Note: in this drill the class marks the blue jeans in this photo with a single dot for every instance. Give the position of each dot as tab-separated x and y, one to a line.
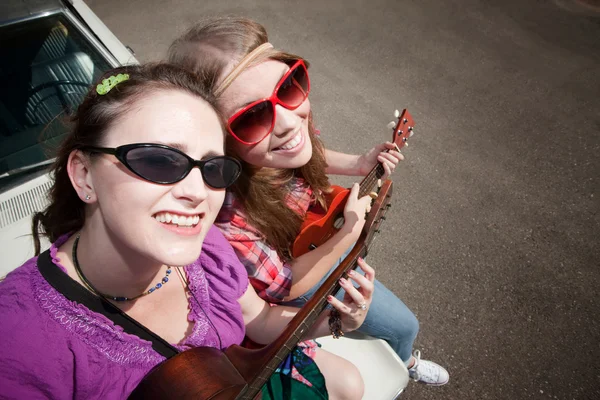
388	317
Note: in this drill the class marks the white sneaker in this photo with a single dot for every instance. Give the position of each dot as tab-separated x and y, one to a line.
428	372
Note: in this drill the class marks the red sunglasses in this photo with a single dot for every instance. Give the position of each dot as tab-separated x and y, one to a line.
256	121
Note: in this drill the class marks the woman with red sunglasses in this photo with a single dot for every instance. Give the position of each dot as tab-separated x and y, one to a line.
263	95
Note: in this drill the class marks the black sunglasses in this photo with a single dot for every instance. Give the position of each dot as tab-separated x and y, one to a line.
165	165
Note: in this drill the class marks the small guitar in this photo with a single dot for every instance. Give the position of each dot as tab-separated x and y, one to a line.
238	373
320	224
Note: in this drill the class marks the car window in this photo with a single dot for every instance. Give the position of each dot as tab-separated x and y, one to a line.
46	67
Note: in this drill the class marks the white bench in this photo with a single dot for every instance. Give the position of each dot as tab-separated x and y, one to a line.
383	372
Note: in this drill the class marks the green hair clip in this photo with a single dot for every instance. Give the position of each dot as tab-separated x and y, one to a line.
110	82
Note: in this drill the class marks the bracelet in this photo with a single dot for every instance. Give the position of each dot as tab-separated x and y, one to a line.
335	324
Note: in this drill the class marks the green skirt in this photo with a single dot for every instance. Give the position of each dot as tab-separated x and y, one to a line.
283	386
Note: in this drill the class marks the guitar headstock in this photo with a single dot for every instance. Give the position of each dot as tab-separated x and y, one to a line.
403	128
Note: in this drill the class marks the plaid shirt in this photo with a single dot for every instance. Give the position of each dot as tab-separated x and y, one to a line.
269	274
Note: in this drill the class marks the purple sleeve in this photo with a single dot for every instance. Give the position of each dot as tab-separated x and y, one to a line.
227	280
36	363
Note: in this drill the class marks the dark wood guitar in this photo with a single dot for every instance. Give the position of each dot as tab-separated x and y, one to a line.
320	224
239	373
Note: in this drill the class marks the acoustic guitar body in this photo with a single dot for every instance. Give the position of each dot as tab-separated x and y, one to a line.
319	225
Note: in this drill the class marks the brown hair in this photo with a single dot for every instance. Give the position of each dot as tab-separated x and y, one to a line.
95	115
207	49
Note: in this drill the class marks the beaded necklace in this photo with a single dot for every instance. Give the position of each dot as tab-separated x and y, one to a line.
92	289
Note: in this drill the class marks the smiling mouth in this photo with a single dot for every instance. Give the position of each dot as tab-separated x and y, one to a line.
292	143
178	219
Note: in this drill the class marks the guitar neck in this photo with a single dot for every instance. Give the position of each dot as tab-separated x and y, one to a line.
308	314
368	183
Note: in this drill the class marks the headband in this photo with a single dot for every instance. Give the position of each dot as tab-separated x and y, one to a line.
241	66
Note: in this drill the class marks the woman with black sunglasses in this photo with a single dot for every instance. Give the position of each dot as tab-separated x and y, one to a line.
263	95
138	183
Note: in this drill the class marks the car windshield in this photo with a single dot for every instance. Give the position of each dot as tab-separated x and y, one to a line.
46	67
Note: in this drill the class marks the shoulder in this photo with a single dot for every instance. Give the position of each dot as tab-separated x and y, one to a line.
32	346
221	264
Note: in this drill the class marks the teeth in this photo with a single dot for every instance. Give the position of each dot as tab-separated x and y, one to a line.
180	220
295	141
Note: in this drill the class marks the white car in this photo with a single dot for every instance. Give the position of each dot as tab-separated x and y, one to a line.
52	51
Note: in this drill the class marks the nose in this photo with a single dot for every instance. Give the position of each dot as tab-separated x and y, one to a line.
192	188
285	120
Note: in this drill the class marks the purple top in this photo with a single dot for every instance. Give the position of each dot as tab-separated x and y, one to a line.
59	349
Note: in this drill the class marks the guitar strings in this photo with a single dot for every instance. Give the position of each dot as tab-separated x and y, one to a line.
185	281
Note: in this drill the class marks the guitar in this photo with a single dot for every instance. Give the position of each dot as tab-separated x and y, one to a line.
320	224
239	373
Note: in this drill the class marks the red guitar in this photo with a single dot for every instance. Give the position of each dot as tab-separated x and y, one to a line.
320	224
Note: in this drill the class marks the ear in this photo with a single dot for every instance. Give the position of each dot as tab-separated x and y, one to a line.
80	176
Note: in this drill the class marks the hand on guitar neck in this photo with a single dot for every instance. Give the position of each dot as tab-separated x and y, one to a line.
321	225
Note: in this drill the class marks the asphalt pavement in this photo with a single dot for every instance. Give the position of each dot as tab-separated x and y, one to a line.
493	238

════════════════

- _What is asked_
Starting at the line that contains "Note: in this drill the class marks the ear" and continuing to the end of the material, reproduce those lines with "exercise" substituted for "drill" and everything else unchanged.

- _Task response_
Note: in this exercise the class marks the ear in this photo with a single dot for every instance. Give the position of each dot as tab-separated x and y, one to a line.
80	176
Note: in this exercise the class marks the hand on guitar neck in this photo with a single dot for every instance. Give the position of each dot as tab-separated x and y, one to a line.
321	225
Note: in this exercise the class marks the asphalt pavement in this photo with a single dot for every instance. Give the position of each dot as tab-separated x and y, one to a line.
493	238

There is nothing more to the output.